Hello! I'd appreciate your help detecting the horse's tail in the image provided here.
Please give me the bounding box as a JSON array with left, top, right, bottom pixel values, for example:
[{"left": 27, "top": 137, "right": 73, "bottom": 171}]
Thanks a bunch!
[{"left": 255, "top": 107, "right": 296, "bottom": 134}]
# # # # #
Exercise instructions:
Number each of the lines above in order, leaving out any blank lines.

Result of the task:
1. Hello! I'd appreciate your help detecting the horse's tail in the image provided here.
2. Please give me the bounding box as a JSON array with left, top, right, bottom pixel values, for example:
3. [{"left": 27, "top": 137, "right": 73, "bottom": 171}]
4. Thanks a bunch!
5. [{"left": 255, "top": 107, "right": 296, "bottom": 134}]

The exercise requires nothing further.